### Texto citado
=====
Museus
e centros de ciência virtuais: uma nova fronteira para a cultura
científica
Marcelo
Sabbatini
Na
atual discussão sobre a criação de uma cultura
científica generalizada para toda a sociedade, através
dos processos da comunicação pública da ciência,
destacam-se os museus e os centros interativos de ciência,
como insituições capazes de conectar os avanços
e as questões relacionados com a ciência e a tecnologia
aos interesses do cidadão comum. Seus objetivos principais
são aumentar a consciência sobre o papel e a importância
da ciência na sociedade, proporcionando experiências
educativas para que os usuários compreendam princípios
científicos e tecnológicos e despertando um interesse
pela ciência e pela tecnologia, que sirva de estímulo
para aproximações posteriores. Em resumo, promover
a aproximação à compreensão pública
da ciência e à tecnologia mediante atividades de popularização
e de experiências educativas informais e não-formais,
apoiadas em enfoques interativos, experimentais e lúdicos.
Além
de aproximar as pessoas dos avanços científicos e
tecnológicos, outros objetivos dos museus e centros de ciência
seriam despertar o interesse por aprender e aprofundar seus conhecimentos;
ajudar na formação de um espírito crítico
e utilizar o espaço de foro do museu para a tomada de decisões
eficazes em benefício da maioria. Sua missão relaciona-se,
portanto, com o ideal da alfabetização científica,
entendida como o nível mínimo de compreensão
em ciência e tecnologia que as pessoas devem ter para funcionar
de forma mínima como cidadãos e consumidores em nossa
sociedade tecnológica.
Assim,
um conceito que assume vital importância é o da manipulação,
ou hands-on, que implica em uma ação física
sobre a exibição. Porém, as exibições
realmente interativas são aquelas que respondem à
ação do visitante e lhe convidam a dar uma resposta
ulterior, implicando uma dependência mútua entre usuário
e exibição. É este feedback dirigido
ao usuário que provoca uma interação adicional.
O conceito de manipulação é um pré-requisito
mas não uma condição suficiente para que se
chegue à compreensão; para que a experiência
perceptiva seja significativa, também deve ser relevante
para o visitante. A experiência de visita aos centros interativos
se poderia conceber, então, como tetradimensional; a quarta
dimensão seria a interatividade.
=====
### Tarefa 1
Transcreva, sem alterações, as linhas das entradas que vão da que contém "Draw the outline of every instance of the boulder." até a que contém "[[64, 220], [112, 180], [33, 167]]", incluídas ambas.
O texto e as entradas não têm nenhuma relação entre si.

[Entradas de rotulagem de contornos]
=====
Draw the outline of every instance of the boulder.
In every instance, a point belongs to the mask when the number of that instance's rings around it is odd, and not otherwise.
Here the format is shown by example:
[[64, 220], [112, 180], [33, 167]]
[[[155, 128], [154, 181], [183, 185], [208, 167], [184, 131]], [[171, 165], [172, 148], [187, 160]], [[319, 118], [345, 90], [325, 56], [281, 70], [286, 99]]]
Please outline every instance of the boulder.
=====
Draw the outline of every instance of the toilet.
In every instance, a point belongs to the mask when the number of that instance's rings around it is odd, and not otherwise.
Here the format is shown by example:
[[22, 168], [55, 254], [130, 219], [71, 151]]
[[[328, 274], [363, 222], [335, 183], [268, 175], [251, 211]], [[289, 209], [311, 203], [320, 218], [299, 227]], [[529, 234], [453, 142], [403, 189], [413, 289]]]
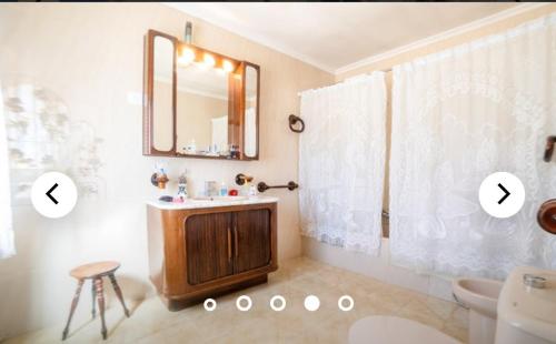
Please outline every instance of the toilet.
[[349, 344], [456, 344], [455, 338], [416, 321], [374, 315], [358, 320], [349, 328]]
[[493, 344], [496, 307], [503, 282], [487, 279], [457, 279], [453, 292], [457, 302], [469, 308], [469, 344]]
=====
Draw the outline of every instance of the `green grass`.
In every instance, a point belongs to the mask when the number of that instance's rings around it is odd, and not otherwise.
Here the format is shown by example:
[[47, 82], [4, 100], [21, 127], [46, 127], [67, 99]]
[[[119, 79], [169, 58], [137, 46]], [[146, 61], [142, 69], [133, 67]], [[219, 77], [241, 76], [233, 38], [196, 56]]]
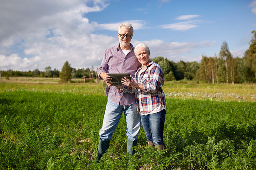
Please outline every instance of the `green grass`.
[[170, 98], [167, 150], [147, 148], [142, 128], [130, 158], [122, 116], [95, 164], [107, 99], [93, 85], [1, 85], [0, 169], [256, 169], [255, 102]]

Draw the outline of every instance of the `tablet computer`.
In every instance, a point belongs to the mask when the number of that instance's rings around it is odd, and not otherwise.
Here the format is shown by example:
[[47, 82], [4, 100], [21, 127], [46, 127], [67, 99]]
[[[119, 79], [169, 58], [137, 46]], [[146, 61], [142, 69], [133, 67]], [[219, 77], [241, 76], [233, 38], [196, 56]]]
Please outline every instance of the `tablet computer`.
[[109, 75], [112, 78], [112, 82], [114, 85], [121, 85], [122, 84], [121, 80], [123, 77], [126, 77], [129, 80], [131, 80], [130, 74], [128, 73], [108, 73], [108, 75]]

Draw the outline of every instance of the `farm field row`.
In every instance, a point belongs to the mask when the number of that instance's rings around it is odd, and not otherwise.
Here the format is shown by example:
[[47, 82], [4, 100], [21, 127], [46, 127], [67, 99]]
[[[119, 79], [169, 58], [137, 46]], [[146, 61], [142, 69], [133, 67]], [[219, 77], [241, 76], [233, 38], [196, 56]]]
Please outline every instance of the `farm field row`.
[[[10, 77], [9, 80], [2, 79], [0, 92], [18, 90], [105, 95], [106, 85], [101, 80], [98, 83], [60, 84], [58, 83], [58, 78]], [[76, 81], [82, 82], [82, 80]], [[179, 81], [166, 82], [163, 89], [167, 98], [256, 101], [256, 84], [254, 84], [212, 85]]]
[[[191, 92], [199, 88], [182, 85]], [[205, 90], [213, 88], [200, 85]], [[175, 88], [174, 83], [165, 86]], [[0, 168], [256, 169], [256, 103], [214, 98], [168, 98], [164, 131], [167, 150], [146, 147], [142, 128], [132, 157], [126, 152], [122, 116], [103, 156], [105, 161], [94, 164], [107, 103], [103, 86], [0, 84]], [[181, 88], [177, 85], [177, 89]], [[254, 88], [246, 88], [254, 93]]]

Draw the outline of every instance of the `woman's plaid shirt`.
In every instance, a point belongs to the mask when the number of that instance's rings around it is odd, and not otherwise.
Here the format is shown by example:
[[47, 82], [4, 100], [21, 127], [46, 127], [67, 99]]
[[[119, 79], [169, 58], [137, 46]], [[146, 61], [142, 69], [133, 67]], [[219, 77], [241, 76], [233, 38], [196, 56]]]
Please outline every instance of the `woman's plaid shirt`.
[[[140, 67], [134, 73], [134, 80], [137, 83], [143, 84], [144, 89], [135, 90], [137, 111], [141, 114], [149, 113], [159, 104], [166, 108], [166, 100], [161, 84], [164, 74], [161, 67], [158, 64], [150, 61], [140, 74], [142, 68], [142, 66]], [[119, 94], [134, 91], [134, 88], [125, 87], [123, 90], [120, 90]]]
=====
### Tarefa 2
De acordo com o texto sobre museus e centros de ciência, qual seria a quarta dimensão da experiência de visita aos centros interativos?

### Resolução comentada 1
Draw the outline of every instance of the boulder.
In every instance, a point belongs to the mask when the number of that instance's rings around it is odd, and not otherwise.
Here the format is shown by example:
[[64, 220], [112, 180], [33, 167]]

### Resolução comentada 2
A interatividade.